• _Objetivo declarado_:
Renombra "Sample" como "Example" en todos los registros y copia el resto del texto sin ningún otro cambio.

---*---

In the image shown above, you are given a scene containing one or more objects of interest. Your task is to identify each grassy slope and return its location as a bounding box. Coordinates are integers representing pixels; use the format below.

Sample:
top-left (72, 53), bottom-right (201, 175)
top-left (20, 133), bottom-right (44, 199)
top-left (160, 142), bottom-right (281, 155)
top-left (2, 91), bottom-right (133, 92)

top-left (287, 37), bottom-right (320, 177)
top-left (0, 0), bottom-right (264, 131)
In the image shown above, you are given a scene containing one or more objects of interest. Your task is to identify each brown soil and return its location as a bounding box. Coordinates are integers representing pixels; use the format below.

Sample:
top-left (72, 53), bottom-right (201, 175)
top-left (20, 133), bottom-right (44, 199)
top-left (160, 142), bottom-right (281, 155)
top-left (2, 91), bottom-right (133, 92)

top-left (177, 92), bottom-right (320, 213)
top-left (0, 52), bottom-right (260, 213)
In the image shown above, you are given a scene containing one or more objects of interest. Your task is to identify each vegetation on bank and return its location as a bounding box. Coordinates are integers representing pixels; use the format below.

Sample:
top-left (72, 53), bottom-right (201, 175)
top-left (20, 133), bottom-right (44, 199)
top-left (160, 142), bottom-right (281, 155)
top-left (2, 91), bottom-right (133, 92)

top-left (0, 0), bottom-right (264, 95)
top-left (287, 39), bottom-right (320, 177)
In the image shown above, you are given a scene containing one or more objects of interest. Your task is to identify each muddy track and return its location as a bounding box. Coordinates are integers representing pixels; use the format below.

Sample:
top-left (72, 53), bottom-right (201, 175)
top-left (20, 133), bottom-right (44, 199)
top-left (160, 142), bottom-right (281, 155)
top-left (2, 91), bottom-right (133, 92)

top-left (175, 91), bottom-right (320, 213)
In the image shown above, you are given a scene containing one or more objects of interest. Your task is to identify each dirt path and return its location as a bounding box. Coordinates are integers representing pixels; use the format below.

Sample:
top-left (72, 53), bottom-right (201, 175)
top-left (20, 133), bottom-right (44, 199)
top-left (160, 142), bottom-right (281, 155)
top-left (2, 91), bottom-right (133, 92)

---*---

• _Respuesta_:
In the image shown above, you are given a scene containing one or more objects of interest. Your task is to identify each grassy slope and return its location as a bounding box. Coordinates are integers representing pixels; use the format below.

Example:
top-left (72, 53), bottom-right (201, 175)
top-left (20, 133), bottom-right (44, 199)
top-left (160, 142), bottom-right (281, 155)
top-left (2, 91), bottom-right (133, 92)

top-left (287, 37), bottom-right (320, 177)
top-left (0, 0), bottom-right (264, 131)
In the image shown above, you are given a scene containing one or more objects of interest. Your task is to identify each brown soil and return its location as a bounding box. Coordinates are integers representing pixels; use the format below.

Example:
top-left (72, 53), bottom-right (201, 175)
top-left (20, 133), bottom-right (44, 199)
top-left (160, 142), bottom-right (281, 155)
top-left (2, 91), bottom-right (133, 92)

top-left (177, 92), bottom-right (320, 213)
top-left (0, 52), bottom-right (260, 213)
In the image shown above, you are given a scene containing one or more objects of interest. Your task is to identify each vegetation on bank and return its location as a bounding box. Coordinates are integers representing pixels; use the format below.

Example:
top-left (72, 53), bottom-right (201, 175)
top-left (20, 133), bottom-right (44, 199)
top-left (160, 142), bottom-right (281, 155)
top-left (2, 91), bottom-right (133, 92)

top-left (0, 0), bottom-right (264, 95)
top-left (287, 39), bottom-right (320, 177)
In the image shown above, you are given a scene containing one or more objects of interest. Your task is to identify each muddy track and return its location as a bounding box. Coordinates are integers representing pixels; use the format below.

Example:
top-left (72, 53), bottom-right (201, 175)
top-left (20, 133), bottom-right (44, 199)
top-left (160, 142), bottom-right (281, 155)
top-left (2, 91), bottom-right (133, 92)

top-left (175, 91), bottom-right (320, 213)
In the image shown above, you are given a scene containing one or more objects of interest. Your task is to identify each dirt path and return its location as a bounding box. Coordinates are integers representing pixels; use the format below.

Example:
top-left (72, 53), bottom-right (201, 175)
top-left (20, 133), bottom-right (44, 199)
top-left (160, 142), bottom-right (281, 155)
top-left (2, 91), bottom-right (133, 92)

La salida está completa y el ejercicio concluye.